Competitors, cash quell plans for cancer care

Harrison Medical Center is bailing out of building its planned cancer care center on 10th Avenue, blaming a slumping economy that has resulted in heavy losses for the hospital.

“When you lose $35 million in the market your abilty to finance capital needs for the future changes,” Tom Kruse, vice president of strategy and business development, said Wednesday.

Kruse, who was addressing the Poulsbo City Council Wednesday, said the hospital instead plans to lease about 12,000 square feet in a building in the College Marketplace area owned by a group of doctors who intended to work with the hospital on the 10th Avenue property.

The new primary care focus would also offer office space to specialists from Kitsap and beyond.

“The reality is we don’t have $14 million right now to build this project and we don’t foresee a time in the near future that we will,” Kruse said.

Beyond the slumping economy, Kruse cited increased competition from in the local cancer care market and the national discussion over health care convinced the hospital’s board of directors to change direction.

Kruse said he would update the council as the hospital decides its course.

“We’ll let you know and keep you involved in that discussion,” he said.

Another factor that made the expansion no longer viable was the amount of money Harrison lost in the stock market, he said.

“Instead of sitting around and waiting on a plan that may never be viable, we decided to go in a different diretion,” Kruse said.

Peninsula Cancer Center, with a linear accelerator, was opened by two doctors who had practiced in Seattle, beating Harrison in bringing the technology to Poulsbo.

→ **Given records**:

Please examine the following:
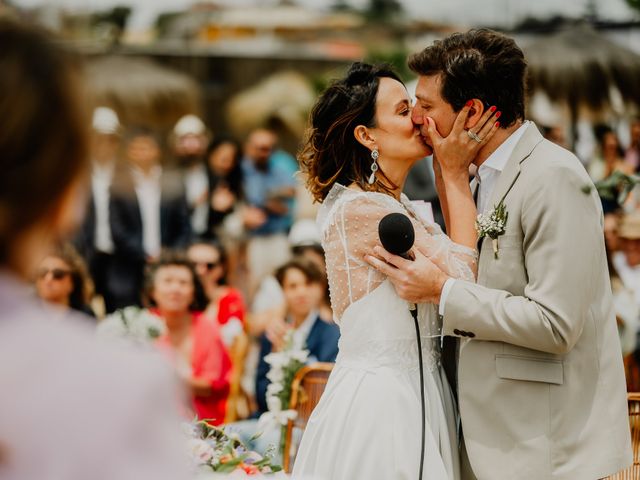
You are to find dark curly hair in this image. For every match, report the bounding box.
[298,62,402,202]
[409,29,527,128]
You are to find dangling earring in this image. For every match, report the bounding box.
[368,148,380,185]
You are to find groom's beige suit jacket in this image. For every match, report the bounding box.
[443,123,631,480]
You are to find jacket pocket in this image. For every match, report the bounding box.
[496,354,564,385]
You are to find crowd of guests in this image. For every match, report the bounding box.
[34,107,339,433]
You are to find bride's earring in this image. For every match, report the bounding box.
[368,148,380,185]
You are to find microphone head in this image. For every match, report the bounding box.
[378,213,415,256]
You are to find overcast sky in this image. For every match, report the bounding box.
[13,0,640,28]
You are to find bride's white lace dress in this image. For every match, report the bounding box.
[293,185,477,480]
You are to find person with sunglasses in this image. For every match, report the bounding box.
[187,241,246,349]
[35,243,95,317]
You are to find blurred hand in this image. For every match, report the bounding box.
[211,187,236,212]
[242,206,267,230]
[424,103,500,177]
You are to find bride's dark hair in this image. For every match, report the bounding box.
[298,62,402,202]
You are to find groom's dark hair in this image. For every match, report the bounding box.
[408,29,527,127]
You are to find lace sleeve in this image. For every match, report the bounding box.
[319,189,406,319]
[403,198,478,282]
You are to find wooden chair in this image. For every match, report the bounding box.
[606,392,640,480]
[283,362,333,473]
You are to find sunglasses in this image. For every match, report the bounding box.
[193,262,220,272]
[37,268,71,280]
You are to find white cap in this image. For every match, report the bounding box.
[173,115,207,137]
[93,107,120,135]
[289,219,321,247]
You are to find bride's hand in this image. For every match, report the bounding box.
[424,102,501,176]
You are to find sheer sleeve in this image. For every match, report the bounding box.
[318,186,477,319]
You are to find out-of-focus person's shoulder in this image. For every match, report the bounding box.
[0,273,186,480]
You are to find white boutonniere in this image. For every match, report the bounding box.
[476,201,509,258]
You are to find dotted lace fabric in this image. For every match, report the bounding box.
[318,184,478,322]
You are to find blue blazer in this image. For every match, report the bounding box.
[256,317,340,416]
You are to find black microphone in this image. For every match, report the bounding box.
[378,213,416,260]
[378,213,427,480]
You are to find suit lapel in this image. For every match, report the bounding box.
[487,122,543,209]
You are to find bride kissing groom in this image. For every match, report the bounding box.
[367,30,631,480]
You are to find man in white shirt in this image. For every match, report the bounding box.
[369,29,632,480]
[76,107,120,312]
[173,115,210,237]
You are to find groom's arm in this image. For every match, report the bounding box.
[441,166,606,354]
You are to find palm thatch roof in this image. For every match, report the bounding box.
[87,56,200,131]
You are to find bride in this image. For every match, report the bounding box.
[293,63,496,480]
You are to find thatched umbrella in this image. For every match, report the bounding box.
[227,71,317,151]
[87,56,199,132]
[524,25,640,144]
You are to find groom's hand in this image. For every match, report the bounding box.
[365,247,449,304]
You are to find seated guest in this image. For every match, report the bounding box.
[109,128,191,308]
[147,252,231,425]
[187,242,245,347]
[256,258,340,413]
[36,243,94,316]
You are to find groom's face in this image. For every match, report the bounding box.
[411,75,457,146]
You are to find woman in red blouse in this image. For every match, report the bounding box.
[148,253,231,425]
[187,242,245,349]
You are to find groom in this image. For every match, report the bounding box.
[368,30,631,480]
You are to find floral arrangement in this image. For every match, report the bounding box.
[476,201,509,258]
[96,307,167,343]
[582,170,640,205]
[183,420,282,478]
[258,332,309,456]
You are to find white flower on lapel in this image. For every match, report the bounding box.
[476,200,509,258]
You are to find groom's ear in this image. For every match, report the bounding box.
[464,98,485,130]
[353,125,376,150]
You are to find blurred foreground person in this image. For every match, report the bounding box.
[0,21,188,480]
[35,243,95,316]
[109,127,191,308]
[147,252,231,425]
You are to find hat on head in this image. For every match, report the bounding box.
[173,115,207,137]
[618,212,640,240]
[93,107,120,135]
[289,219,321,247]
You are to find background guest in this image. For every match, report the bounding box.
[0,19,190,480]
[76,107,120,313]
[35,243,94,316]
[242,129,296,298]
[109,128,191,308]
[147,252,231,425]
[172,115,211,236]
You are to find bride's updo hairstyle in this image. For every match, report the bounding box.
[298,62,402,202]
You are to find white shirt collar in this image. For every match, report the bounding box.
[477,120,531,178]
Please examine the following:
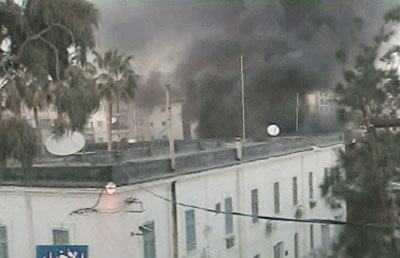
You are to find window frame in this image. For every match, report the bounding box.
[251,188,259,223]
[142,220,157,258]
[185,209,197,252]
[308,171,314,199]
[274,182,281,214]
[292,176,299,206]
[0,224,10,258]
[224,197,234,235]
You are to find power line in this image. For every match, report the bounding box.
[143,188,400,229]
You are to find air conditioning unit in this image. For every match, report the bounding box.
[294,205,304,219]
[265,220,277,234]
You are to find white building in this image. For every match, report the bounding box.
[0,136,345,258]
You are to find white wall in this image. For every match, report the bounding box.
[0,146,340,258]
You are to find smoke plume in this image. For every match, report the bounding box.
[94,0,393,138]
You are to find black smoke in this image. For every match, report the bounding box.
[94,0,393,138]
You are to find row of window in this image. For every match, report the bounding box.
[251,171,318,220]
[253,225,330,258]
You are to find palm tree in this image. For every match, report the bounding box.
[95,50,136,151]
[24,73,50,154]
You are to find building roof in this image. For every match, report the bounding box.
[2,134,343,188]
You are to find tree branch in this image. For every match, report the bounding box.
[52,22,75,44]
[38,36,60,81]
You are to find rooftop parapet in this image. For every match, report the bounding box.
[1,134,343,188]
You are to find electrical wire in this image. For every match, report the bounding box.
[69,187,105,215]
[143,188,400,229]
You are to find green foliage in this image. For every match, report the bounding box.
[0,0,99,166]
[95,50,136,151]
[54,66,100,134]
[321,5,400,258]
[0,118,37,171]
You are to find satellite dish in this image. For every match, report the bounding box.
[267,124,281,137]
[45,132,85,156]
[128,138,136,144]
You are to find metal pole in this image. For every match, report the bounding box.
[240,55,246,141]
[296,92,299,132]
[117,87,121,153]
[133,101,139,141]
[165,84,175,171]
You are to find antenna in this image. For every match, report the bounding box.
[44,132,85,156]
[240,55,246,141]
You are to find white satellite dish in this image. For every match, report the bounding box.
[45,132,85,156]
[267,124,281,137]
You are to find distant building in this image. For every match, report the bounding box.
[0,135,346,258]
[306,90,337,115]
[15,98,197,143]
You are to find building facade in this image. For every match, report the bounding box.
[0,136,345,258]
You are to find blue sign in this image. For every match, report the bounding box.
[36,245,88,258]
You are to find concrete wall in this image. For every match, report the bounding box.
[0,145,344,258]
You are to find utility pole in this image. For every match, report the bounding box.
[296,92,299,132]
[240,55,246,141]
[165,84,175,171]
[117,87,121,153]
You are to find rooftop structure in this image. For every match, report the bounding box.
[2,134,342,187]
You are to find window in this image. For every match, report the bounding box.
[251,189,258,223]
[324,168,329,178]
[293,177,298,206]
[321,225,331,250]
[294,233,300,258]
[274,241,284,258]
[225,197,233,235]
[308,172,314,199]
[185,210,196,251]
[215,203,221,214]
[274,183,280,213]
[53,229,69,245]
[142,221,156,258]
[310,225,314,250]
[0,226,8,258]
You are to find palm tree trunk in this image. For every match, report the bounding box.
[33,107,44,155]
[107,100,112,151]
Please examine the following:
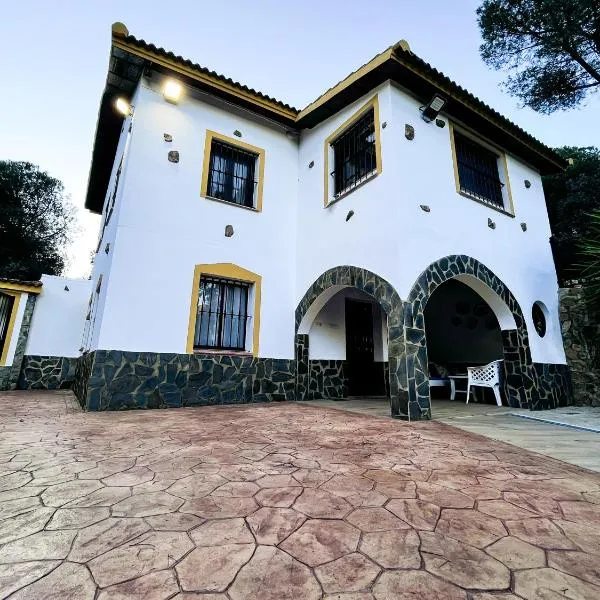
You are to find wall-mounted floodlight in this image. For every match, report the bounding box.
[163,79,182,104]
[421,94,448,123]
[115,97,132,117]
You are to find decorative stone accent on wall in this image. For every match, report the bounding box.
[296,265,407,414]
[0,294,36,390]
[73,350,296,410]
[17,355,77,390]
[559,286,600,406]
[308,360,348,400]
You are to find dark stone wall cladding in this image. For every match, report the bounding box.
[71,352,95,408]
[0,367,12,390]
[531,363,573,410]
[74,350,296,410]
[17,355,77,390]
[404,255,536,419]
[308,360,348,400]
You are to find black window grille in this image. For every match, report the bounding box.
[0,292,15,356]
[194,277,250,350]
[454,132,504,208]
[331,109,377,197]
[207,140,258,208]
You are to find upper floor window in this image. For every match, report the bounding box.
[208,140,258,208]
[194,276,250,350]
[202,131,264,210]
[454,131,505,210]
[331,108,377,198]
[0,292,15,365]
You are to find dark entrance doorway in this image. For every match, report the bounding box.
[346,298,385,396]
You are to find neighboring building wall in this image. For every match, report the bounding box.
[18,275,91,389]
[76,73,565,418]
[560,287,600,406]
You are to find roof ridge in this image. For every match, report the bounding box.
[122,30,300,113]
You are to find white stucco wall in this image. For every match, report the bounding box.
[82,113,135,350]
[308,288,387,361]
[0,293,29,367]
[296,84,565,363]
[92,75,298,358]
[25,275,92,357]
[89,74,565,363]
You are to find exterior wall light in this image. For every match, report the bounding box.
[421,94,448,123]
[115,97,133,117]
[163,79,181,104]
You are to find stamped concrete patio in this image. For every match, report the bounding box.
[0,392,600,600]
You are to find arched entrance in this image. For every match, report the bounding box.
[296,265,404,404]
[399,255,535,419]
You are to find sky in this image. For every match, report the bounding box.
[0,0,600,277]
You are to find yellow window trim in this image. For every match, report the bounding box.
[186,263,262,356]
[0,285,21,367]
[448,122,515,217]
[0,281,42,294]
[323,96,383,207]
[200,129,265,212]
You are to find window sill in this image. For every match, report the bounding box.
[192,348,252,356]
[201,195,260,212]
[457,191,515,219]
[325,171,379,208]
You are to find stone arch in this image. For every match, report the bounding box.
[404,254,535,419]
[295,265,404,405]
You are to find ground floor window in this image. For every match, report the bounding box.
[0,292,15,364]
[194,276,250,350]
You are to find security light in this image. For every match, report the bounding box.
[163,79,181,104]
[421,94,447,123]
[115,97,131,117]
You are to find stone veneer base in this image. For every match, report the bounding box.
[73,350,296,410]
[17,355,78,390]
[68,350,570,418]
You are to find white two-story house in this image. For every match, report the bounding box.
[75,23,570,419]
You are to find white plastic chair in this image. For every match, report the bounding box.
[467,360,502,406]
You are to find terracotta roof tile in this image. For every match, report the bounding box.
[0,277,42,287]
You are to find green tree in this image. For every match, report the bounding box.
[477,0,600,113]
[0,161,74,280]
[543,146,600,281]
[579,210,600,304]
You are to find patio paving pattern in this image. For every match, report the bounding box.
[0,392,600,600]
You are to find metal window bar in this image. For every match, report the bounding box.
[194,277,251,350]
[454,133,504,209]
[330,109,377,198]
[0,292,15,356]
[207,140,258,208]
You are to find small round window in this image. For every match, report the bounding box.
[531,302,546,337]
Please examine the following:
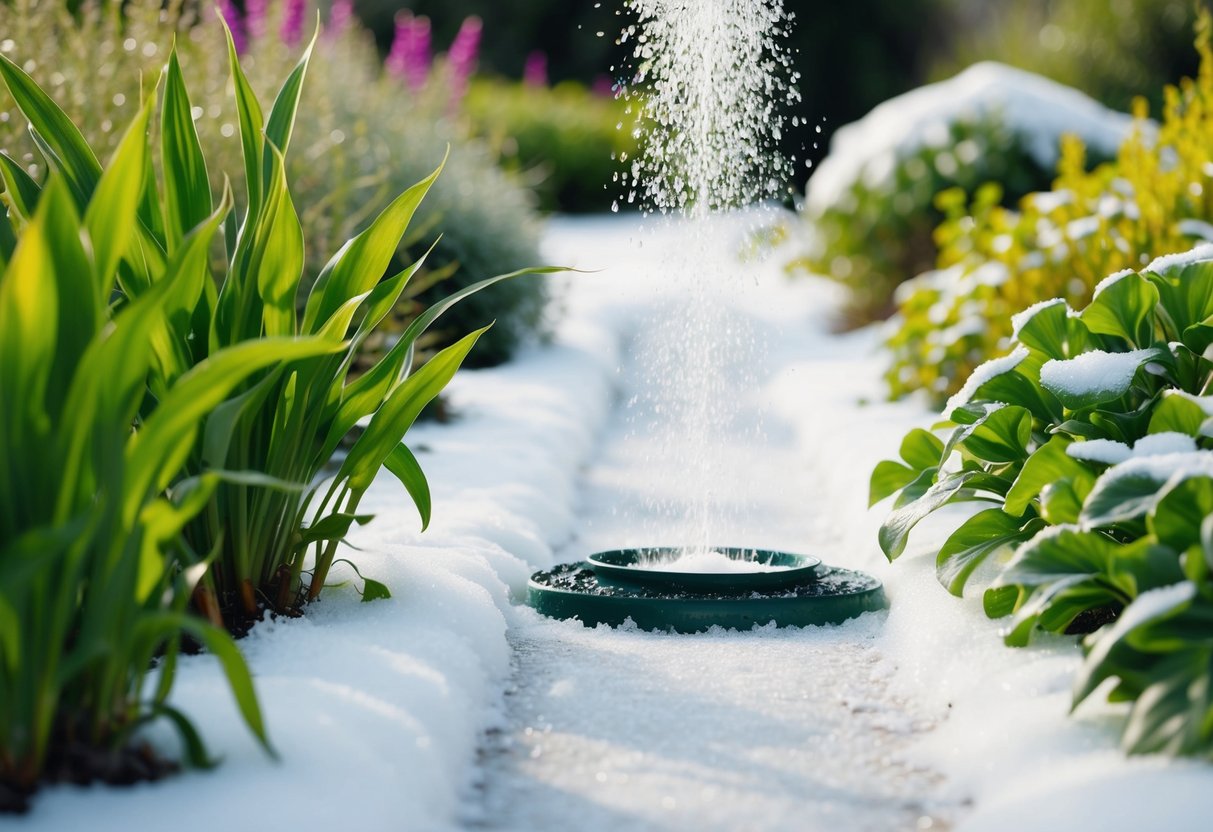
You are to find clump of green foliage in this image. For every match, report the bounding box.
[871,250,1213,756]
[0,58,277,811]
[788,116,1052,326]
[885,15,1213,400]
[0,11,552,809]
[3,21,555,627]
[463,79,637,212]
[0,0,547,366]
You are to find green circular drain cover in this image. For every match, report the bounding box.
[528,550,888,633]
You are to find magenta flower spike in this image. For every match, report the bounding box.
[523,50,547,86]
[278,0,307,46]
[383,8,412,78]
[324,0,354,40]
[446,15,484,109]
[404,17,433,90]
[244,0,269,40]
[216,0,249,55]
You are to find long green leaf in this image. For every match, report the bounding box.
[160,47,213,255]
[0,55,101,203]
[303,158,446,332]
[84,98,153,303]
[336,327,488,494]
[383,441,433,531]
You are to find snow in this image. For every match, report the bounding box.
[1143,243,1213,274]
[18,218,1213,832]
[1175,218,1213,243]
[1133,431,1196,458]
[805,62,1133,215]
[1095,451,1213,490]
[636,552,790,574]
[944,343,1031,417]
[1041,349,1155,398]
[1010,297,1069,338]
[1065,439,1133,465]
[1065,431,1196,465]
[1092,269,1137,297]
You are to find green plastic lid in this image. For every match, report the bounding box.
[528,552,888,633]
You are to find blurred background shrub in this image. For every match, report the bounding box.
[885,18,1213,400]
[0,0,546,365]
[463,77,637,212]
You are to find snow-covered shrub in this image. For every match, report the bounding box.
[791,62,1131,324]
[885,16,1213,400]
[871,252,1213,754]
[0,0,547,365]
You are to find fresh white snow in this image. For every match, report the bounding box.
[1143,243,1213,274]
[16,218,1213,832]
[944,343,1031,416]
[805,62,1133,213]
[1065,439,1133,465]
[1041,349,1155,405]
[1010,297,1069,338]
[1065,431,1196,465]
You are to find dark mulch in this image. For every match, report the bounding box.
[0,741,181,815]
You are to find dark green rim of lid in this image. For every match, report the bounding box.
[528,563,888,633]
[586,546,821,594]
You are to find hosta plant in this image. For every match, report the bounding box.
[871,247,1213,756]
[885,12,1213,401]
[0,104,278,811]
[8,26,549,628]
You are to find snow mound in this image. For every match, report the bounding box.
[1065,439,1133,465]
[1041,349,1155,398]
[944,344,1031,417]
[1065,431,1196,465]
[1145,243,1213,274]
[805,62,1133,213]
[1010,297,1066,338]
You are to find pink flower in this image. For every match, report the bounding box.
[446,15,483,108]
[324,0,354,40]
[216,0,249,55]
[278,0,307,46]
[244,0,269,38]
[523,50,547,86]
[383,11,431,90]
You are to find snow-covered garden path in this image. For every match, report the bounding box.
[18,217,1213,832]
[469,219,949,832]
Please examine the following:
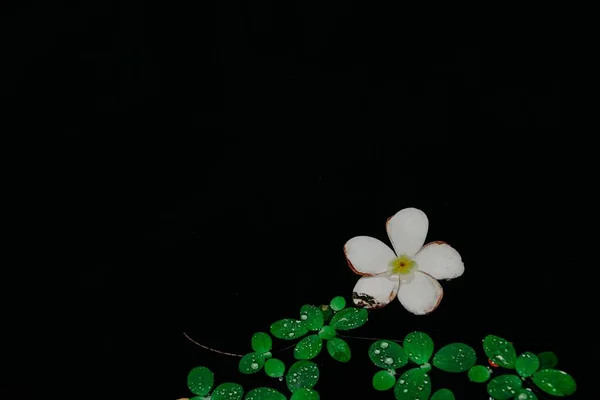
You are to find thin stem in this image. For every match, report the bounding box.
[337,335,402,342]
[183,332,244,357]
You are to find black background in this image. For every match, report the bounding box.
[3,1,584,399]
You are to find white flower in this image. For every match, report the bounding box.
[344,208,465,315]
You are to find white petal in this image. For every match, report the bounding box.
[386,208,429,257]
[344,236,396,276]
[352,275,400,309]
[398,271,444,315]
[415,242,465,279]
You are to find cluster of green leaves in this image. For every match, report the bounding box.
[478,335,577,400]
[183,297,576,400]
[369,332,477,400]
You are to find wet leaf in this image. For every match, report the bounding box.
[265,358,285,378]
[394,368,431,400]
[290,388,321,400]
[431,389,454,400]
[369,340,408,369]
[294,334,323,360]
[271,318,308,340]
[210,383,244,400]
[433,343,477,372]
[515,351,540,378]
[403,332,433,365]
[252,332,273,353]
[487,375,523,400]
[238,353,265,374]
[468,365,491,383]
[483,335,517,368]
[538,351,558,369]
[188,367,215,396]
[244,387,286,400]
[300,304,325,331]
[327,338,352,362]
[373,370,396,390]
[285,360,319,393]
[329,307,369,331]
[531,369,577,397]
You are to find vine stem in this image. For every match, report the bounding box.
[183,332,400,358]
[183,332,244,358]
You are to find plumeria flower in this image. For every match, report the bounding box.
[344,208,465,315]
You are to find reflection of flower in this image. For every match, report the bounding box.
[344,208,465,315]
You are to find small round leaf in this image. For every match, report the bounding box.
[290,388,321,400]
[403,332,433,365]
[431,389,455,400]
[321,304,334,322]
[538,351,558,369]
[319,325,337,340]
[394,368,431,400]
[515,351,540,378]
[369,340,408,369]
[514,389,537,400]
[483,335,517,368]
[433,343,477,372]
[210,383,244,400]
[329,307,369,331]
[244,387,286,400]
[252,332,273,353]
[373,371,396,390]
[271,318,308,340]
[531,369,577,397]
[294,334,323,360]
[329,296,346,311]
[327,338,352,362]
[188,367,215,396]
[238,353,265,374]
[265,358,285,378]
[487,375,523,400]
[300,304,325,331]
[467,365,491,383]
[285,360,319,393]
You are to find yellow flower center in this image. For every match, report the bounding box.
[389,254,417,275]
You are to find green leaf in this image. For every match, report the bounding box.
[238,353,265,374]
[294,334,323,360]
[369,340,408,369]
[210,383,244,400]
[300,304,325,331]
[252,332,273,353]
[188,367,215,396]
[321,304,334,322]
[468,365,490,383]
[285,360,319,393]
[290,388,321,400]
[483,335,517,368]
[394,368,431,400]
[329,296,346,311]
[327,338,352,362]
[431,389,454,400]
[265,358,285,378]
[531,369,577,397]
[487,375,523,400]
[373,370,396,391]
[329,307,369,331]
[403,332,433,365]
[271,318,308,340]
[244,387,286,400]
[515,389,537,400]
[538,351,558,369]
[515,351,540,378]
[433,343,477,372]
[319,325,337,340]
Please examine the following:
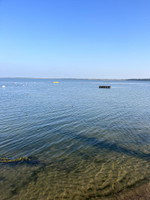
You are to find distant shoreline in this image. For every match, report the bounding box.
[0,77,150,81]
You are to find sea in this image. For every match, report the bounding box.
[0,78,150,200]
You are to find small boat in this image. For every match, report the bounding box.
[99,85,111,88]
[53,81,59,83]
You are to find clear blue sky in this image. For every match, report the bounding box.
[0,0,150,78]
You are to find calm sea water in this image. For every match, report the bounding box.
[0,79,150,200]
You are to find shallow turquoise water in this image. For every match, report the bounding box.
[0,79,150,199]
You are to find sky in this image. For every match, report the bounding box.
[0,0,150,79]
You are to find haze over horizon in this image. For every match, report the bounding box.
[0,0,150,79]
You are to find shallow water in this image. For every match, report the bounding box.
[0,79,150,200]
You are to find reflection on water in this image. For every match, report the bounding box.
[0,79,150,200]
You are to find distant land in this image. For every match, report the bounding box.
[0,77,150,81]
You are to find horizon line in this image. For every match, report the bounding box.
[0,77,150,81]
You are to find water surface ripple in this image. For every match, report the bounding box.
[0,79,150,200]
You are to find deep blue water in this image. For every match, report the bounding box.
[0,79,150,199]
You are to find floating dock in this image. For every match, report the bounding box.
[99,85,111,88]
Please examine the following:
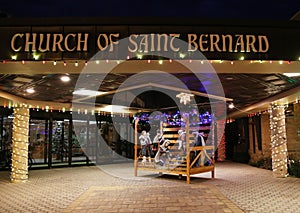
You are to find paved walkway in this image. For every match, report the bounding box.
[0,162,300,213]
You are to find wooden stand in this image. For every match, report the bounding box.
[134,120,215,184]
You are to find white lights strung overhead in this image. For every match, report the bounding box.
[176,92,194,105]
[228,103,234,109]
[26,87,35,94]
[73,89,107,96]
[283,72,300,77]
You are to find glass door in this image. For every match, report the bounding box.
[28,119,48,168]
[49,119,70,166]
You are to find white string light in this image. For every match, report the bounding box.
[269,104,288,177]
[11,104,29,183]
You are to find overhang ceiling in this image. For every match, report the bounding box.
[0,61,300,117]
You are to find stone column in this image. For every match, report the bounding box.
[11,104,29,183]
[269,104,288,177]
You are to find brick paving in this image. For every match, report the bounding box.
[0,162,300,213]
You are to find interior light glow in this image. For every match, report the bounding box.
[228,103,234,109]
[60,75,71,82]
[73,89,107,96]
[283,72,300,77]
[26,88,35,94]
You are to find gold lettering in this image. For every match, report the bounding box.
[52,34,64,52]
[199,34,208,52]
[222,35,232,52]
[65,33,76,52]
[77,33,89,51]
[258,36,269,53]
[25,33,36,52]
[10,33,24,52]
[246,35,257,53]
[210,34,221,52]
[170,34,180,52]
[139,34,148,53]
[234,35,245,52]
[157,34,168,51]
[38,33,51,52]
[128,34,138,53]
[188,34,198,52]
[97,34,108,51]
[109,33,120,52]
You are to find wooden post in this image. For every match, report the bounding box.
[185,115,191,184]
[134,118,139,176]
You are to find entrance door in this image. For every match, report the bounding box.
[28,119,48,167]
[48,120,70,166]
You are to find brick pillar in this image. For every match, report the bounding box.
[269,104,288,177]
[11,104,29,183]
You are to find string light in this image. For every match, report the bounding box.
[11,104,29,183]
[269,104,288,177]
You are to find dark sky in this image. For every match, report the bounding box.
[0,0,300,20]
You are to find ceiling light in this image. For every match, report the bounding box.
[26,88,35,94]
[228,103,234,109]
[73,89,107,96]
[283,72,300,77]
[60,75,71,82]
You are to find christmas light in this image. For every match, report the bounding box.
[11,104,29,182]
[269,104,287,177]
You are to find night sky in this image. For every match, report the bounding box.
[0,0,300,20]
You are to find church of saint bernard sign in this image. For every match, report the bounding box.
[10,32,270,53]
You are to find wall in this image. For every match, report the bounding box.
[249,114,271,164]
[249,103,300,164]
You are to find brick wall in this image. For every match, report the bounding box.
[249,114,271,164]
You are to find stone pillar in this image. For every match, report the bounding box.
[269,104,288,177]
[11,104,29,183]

→ **Explore the material**:
A – From the cancer care article, reproduce everything from "Beyond the slumping" down to "decides its course." word for word.
B – In one to three sentences, explain why, according to the cancer care article, Harrison Medical Center dropped its plan to build the cancer care center on 10th Avenue.

→ **Task-by-task results**:
A –
Beyond the slumping economy, Kruse cited increased competition from in the local cancer care market and the national discussion over health care convinced the hospital’s board of directors to change direction.

Kruse said he would update the council as the hospital decides its course.

B – A slumping economy cost the hospital $35 million in the stock market, which changed its ability to finance capital needs. It lacks the $14 million the project would cost and doesn't expect to have it soon. Increased competition in the local cancer care market and the national discussion over health care also led its board of directors to change direction.